## PROBLEM STATEMENT
Write out every line of the material below word for word, changing nothing and leaving nothing out.

## RECORDED INFORMATION

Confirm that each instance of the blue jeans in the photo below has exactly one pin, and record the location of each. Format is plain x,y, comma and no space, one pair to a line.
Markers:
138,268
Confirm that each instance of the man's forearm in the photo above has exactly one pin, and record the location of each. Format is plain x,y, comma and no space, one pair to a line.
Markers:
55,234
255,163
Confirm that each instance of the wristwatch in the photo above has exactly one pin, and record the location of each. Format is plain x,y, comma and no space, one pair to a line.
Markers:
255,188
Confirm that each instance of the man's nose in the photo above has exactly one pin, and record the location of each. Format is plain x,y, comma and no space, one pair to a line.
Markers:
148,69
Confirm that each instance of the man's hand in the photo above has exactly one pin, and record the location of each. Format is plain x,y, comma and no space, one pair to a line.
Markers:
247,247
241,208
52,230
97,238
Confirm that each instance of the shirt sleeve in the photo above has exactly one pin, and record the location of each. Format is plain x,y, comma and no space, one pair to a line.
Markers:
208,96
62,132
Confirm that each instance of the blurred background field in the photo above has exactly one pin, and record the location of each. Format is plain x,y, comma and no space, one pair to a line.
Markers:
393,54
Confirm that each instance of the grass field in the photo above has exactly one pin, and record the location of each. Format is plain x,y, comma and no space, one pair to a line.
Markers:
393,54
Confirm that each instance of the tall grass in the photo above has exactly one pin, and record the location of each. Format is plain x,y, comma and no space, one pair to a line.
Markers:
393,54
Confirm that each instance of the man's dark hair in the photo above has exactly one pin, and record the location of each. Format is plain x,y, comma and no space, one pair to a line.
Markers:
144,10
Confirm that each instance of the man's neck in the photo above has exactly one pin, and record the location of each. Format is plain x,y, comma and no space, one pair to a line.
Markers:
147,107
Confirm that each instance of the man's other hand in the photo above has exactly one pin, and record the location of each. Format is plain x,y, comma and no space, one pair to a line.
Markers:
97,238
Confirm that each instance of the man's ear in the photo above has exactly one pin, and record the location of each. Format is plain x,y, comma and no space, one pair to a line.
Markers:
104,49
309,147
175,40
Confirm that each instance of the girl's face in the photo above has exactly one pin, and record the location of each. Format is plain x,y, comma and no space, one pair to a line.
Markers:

## RESPONSE BELOW
Confirm that each instance of the blue jeans in the photo below has exactly one pin, and record the location of each. Format is plain x,y, comma and no space, one pair to a line.
Markers:
138,268
Confirm that each instance of the man's forearm in the photo above has exactly one pin, and record the location of each. Format is plain x,y, comma and no space, one pair to a line.
Markers:
55,234
255,163
Confirm that each instance of the wristwatch in the photo above has exactly one pin, and record the location of each. Format is plain x,y, comma and no space, one pair to a line.
Markers:
255,188
Confirm that each instance of the man's nose in the photo above has exactly one pin, and record the location of each. Format is plain x,y, comma and no space, one pair to a line.
Markers:
148,69
Confirm that each instance of the man's hand in the photo above has exactly one pin, and record the location of each. Format is plain x,y, comma and no space, one pair to a line.
Markers:
247,247
241,208
52,230
97,238
Confirm that each instance of the shirt sleeve in the photo above has exactly one pin, and record the location of each. Format is plain x,y, comma and no space, one pair to a line.
Markers:
208,96
62,132
Confirm that each instance of the blurred background field in the photo above has exactly one pin, and record the location of each. Format is plain x,y, comma and no space, one pair to a line.
Markers:
393,54
Confirm that each instance of the grass field in the photo above has exactly one pin, and record the location of each. Format is plain x,y, comma and no space, one pair to a line.
Markers:
393,54
Confirm that each instance of the tall grass in the photo above has exactly one pin, and record the location of each. Format is plain x,y, comma and no space, one pair to a line.
Markers:
393,54
Confirm that each instance of the man's dark hair in the photo above has exactly one pin, and record the location of each. Format is plain x,y, comma and no space, one pair to a line.
Markers:
144,10
Confirm that each instance of the man's neck in the photo above has exactly one pin, and record the location of each. Format is plain x,y, comma and no space, one pair to a line.
Markers:
147,107
Confirm that each instance of the man's other hand in the photo above has exactly one pin, and record the location of each. Format is plain x,y, comma and no space, one pair to a line.
Markers:
97,238
Confirm that each instance of the man's ear in the photo above has exactly one pin, and record the location of each. Format is plain x,y, comma and no space, one pair to a line.
Markers:
104,49
309,147
175,40
Confirm that each instance of the girl's face in the photo above has exactly one pin, and record the location of each. Format is plain x,y, comma and no space, one pair to a line.
Markers:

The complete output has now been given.